## Work order
Reproduce a passage from the post on keeping relationships after a brain injury, beginning at the words "As you struggle" and stopping after the words "www.tbiguide.com.".

## Excerpt
Silent2,
Have you had any serious diagnosis of your condition? Especially an neuropsych assessment? When my wife read my neuropsych report, she finally understood. She wrote a long letter to our three grown children explaining my symptoms and how they were effecting my relationships for our entire 29 year marriage. She could see my slow deterioration and personality changes from minor head bumps.Two of our three children accepted her explanation and can now accept my condition and occasional melt-downs. The third ( Daddy's girl) has PTSD from a year in Iraq so she cannot get her own life figured out enough to understand mine.
Those who are not prone to dump on you should come around to understanding your condition if you can help them understand your diagnosis. Family that expect you to carry the load in a relationship with reject you.
You cannot carry those relationships with needy people. You have enough work just carrying your own load.
As you struggle with the clutter, try to focus on just one small area of your place. If your mind is working like mine, it gets overwhelmed with 'Where do I start.' Ask your friend to help you get things organized. If she knows you just need help staying on task, it just might work.
Explain that with memory problems, we tend to fear losing things if we put them out of sight.
Download and print out Dr. Glen Johnson's TBI Guide ate
www.tbiguide.com.
have you friends and family read it. It may wake them up to your realities.
Hope this helps. Maintaining the old relationships after a brain injury can be tough.

[Segmentation mask data]
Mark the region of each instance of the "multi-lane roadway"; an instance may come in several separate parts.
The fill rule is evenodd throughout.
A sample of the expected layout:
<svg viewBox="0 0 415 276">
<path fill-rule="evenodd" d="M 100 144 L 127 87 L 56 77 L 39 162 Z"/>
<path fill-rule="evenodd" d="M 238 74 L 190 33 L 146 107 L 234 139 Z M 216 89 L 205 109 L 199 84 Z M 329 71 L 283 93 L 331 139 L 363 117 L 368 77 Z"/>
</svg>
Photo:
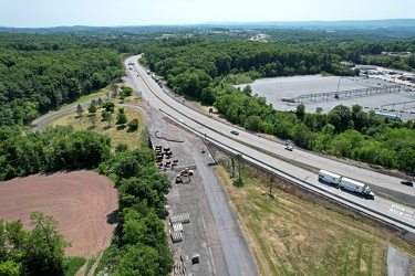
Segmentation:
<svg viewBox="0 0 415 276">
<path fill-rule="evenodd" d="M 146 70 L 137 63 L 138 56 L 132 56 L 125 61 L 134 63 L 134 68 L 128 74 L 139 87 L 143 97 L 153 108 L 157 108 L 170 116 L 177 123 L 188 127 L 200 136 L 206 136 L 212 142 L 219 142 L 236 153 L 241 153 L 245 159 L 266 167 L 269 171 L 280 174 L 288 179 L 305 185 L 308 189 L 315 190 L 336 201 L 351 205 L 354 209 L 382 219 L 408 232 L 415 233 L 415 210 L 397 204 L 396 202 L 375 197 L 374 200 L 367 200 L 356 194 L 341 191 L 334 187 L 319 182 L 315 170 L 305 170 L 294 163 L 304 163 L 317 169 L 333 171 L 338 174 L 346 176 L 371 185 L 372 190 L 391 191 L 406 197 L 408 202 L 415 202 L 415 188 L 401 184 L 401 179 L 381 174 L 373 170 L 366 170 L 345 162 L 334 161 L 322 156 L 313 155 L 307 151 L 294 149 L 287 151 L 284 146 L 272 140 L 264 139 L 258 135 L 240 130 L 238 136 L 231 135 L 232 126 L 216 119 L 208 114 L 201 114 L 194 110 L 175 98 L 168 96 L 163 87 L 147 74 Z M 249 146 L 248 146 L 249 145 Z M 261 150 L 258 150 L 261 149 Z M 268 153 L 263 152 L 268 151 Z M 269 155 L 271 153 L 271 155 Z M 286 162 L 282 159 L 290 159 L 294 162 Z"/>
</svg>

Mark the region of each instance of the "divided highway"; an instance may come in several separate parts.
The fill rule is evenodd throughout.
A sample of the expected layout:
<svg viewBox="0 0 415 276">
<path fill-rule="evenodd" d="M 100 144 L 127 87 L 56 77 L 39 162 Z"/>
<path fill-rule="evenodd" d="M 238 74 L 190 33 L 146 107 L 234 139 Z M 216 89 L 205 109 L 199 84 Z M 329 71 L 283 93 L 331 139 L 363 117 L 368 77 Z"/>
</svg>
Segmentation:
<svg viewBox="0 0 415 276">
<path fill-rule="evenodd" d="M 239 131 L 239 136 L 234 136 L 230 134 L 232 129 L 231 125 L 212 119 L 207 116 L 207 114 L 200 114 L 187 107 L 185 103 L 179 103 L 166 95 L 163 91 L 164 88 L 159 87 L 146 73 L 146 70 L 137 63 L 138 57 L 139 55 L 128 57 L 125 61 L 125 66 L 126 68 L 132 67 L 132 70 L 127 70 L 129 77 L 132 77 L 136 86 L 139 87 L 147 105 L 162 110 L 166 116 L 177 120 L 177 123 L 191 129 L 200 137 L 206 137 L 212 142 L 220 144 L 220 146 L 235 153 L 241 153 L 245 159 L 264 167 L 276 174 L 288 178 L 308 189 L 323 193 L 325 197 L 333 198 L 339 202 L 351 205 L 354 209 L 415 234 L 415 210 L 413 208 L 397 204 L 381 197 L 375 197 L 374 200 L 367 200 L 356 194 L 341 191 L 319 182 L 318 171 L 302 169 L 272 156 L 281 156 L 284 159 L 291 159 L 299 163 L 312 166 L 317 170 L 324 169 L 366 182 L 371 185 L 372 190 L 393 190 L 406 194 L 409 197 L 409 200 L 413 199 L 415 202 L 414 187 L 402 185 L 400 183 L 401 179 L 397 178 L 326 159 L 302 150 L 294 149 L 293 151 L 287 151 L 281 144 L 251 135 L 243 130 Z M 272 153 L 272 156 L 264 153 L 263 150 L 259 151 L 257 149 L 264 149 Z"/>
</svg>

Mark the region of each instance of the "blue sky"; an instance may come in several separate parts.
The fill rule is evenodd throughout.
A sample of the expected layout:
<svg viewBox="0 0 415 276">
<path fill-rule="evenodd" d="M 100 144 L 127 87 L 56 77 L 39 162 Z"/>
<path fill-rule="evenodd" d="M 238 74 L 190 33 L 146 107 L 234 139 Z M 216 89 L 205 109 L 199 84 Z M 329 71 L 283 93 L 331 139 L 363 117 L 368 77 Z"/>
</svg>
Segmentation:
<svg viewBox="0 0 415 276">
<path fill-rule="evenodd" d="M 0 0 L 0 26 L 414 19 L 413 0 Z"/>
</svg>

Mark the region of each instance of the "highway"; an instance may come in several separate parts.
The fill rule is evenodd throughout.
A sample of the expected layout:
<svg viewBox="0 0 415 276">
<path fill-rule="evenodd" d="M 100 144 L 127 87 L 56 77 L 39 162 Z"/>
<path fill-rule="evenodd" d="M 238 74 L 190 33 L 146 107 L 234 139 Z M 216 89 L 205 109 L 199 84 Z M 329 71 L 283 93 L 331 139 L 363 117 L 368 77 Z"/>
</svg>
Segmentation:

## Response box
As you struggle with the clutter, try to focus on just one small area of your place. If your mind is working like mine, it gets overwhelmed with 'Where do I start.' Ask your friend to help you get things organized. If she knows you just need help staying on task, it just might work.
Explain that with memory problems, we tend to fear losing things if we put them out of sight.
Download and print out Dr. Glen Johnson's TBI Guide ate
www.tbiguide.com.